▸ **AIM**: Pick out each line in the rows below that contains the word "person", and copy those lines.

Region annotation entries:
* * * * * * * * *

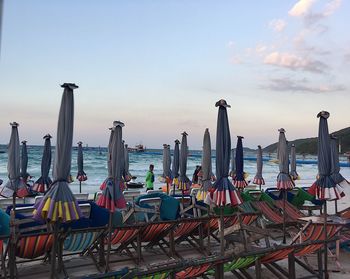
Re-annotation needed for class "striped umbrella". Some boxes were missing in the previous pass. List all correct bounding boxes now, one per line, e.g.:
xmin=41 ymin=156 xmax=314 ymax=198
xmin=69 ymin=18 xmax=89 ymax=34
xmin=253 ymin=145 xmax=265 ymax=191
xmin=197 ymin=128 xmax=213 ymax=200
xmin=96 ymin=121 xmax=126 ymax=212
xmin=290 ymin=143 xmax=300 ymax=180
xmin=34 ymin=83 xmax=81 ymax=223
xmin=178 ymin=132 xmax=192 ymax=192
xmin=21 ymin=140 xmax=30 ymax=183
xmin=0 ymin=122 xmax=28 ymax=199
xmin=33 ymin=134 xmax=52 ymax=193
xmin=124 ymin=144 xmax=132 ymax=182
xmin=230 ymin=149 xmax=236 ymax=180
xmin=277 ymin=128 xmax=294 ymax=190
xmin=233 ymin=136 xmax=248 ymax=190
xmin=331 ymin=135 xmax=349 ymax=188
xmin=171 ymin=140 xmax=180 ymax=193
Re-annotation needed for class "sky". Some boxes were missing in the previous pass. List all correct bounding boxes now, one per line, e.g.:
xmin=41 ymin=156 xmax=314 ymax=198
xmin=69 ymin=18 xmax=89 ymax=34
xmin=0 ymin=0 xmax=350 ymax=149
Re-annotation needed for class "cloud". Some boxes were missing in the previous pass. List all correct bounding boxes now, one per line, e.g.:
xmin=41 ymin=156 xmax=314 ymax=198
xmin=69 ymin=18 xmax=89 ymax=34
xmin=262 ymin=78 xmax=346 ymax=93
xmin=264 ymin=51 xmax=329 ymax=73
xmin=288 ymin=0 xmax=315 ymax=17
xmin=269 ymin=19 xmax=287 ymax=32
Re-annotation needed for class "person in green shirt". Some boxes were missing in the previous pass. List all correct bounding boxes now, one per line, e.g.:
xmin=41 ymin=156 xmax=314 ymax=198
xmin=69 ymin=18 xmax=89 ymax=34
xmin=146 ymin=164 xmax=154 ymax=190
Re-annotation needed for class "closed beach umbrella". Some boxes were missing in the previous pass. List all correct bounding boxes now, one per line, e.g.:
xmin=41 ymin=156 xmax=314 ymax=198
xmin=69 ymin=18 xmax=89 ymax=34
xmin=277 ymin=128 xmax=294 ymax=190
xmin=277 ymin=128 xmax=294 ymax=243
xmin=77 ymin=141 xmax=87 ymax=183
xmin=331 ymin=135 xmax=348 ymax=190
xmin=208 ymin=100 xmax=242 ymax=206
xmin=178 ymin=132 xmax=191 ymax=191
xmin=230 ymin=149 xmax=236 ymax=179
xmin=233 ymin=136 xmax=248 ymax=190
xmin=21 ymin=140 xmax=30 ymax=183
xmin=0 ymin=122 xmax=28 ymax=198
xmin=33 ymin=134 xmax=52 ymax=193
xmin=290 ymin=144 xmax=300 ymax=180
xmin=171 ymin=140 xmax=180 ymax=194
xmin=124 ymin=144 xmax=132 ymax=182
xmin=96 ymin=121 xmax=126 ymax=212
xmin=253 ymin=145 xmax=265 ymax=190
xmin=34 ymin=83 xmax=81 ymax=223
xmin=197 ymin=128 xmax=212 ymax=200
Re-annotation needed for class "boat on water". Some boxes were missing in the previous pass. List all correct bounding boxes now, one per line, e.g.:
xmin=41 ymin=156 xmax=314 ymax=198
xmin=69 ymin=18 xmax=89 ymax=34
xmin=128 ymin=144 xmax=146 ymax=152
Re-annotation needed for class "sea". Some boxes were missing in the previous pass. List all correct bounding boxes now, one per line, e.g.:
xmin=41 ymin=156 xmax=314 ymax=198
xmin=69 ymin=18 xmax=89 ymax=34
xmin=0 ymin=145 xmax=350 ymax=212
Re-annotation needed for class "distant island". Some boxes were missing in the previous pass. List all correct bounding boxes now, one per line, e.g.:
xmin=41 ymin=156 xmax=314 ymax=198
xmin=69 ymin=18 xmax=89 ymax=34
xmin=263 ymin=127 xmax=350 ymax=155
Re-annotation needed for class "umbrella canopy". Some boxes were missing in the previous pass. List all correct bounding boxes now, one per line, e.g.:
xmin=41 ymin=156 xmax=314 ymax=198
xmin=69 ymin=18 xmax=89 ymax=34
xmin=33 ymin=134 xmax=52 ymax=193
xmin=230 ymin=149 xmax=236 ymax=179
xmin=124 ymin=144 xmax=132 ymax=181
xmin=309 ymin=111 xmax=344 ymax=200
xmin=253 ymin=145 xmax=265 ymax=185
xmin=197 ymin=128 xmax=212 ymax=200
xmin=171 ymin=140 xmax=180 ymax=186
xmin=233 ymin=136 xmax=248 ymax=189
xmin=206 ymin=100 xmax=242 ymax=206
xmin=277 ymin=128 xmax=294 ymax=190
xmin=162 ymin=144 xmax=171 ymax=180
xmin=96 ymin=121 xmax=126 ymax=212
xmin=21 ymin=140 xmax=30 ymax=182
xmin=34 ymin=83 xmax=81 ymax=222
xmin=77 ymin=141 xmax=87 ymax=181
xmin=290 ymin=144 xmax=300 ymax=180
xmin=0 ymin=122 xmax=28 ymax=198
xmin=178 ymin=132 xmax=192 ymax=191
xmin=331 ymin=135 xmax=348 ymax=186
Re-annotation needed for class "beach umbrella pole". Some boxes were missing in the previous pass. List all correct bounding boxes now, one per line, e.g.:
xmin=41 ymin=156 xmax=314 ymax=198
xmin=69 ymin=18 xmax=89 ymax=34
xmin=323 ymin=200 xmax=329 ymax=279
xmin=282 ymin=190 xmax=287 ymax=244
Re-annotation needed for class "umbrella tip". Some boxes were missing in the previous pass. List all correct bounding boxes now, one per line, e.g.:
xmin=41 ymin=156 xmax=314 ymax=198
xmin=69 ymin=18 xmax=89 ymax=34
xmin=317 ymin=110 xmax=330 ymax=119
xmin=215 ymin=99 xmax=231 ymax=108
xmin=61 ymin=83 xmax=79 ymax=90
xmin=113 ymin=120 xmax=125 ymax=127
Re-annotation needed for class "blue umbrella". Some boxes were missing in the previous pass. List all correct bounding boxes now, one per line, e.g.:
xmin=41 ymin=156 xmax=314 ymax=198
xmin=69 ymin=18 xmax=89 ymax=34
xmin=233 ymin=136 xmax=248 ymax=190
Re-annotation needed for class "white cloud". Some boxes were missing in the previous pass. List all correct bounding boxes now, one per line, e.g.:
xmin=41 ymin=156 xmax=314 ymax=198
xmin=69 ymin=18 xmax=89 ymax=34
xmin=288 ymin=0 xmax=315 ymax=17
xmin=269 ymin=19 xmax=287 ymax=32
xmin=264 ymin=51 xmax=328 ymax=73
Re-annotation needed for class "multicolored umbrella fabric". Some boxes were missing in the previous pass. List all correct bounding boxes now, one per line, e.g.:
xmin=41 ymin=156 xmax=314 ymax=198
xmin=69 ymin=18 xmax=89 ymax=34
xmin=253 ymin=145 xmax=265 ymax=186
xmin=0 ymin=122 xmax=28 ymax=198
xmin=77 ymin=141 xmax=87 ymax=181
xmin=21 ymin=140 xmax=30 ymax=183
xmin=230 ymin=149 xmax=236 ymax=179
xmin=205 ymin=100 xmax=242 ymax=206
xmin=32 ymin=134 xmax=52 ymax=193
xmin=96 ymin=121 xmax=126 ymax=212
xmin=331 ymin=135 xmax=349 ymax=187
xmin=178 ymin=132 xmax=192 ymax=191
xmin=171 ymin=140 xmax=180 ymax=186
xmin=277 ymin=128 xmax=294 ymax=190
xmin=124 ymin=144 xmax=132 ymax=182
xmin=197 ymin=128 xmax=213 ymax=200
xmin=233 ymin=136 xmax=248 ymax=189
xmin=34 ymin=83 xmax=81 ymax=223
xmin=309 ymin=111 xmax=344 ymax=200
xmin=290 ymin=144 xmax=300 ymax=180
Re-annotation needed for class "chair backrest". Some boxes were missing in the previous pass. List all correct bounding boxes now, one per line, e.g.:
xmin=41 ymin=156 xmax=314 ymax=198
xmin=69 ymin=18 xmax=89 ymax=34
xmin=0 ymin=198 xmax=24 ymax=210
xmin=79 ymin=203 xmax=91 ymax=218
xmin=74 ymin=193 xmax=89 ymax=201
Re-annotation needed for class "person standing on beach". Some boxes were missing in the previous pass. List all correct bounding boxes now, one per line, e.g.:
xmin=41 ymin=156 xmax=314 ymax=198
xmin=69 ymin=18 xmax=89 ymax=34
xmin=146 ymin=164 xmax=154 ymax=190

* * * * * * * * *

▸ **COMPLETE RESPONSE**:
Re-annotation needed for class "person in green shirt". Some boxes were missing in the previous pass. List all correct bounding boxes now, one per line, e.g.:
Re-annotation needed for class "person standing on beach". Some boxes were missing in the previous pass. List all correct bounding boxes now, one per line, e.g.:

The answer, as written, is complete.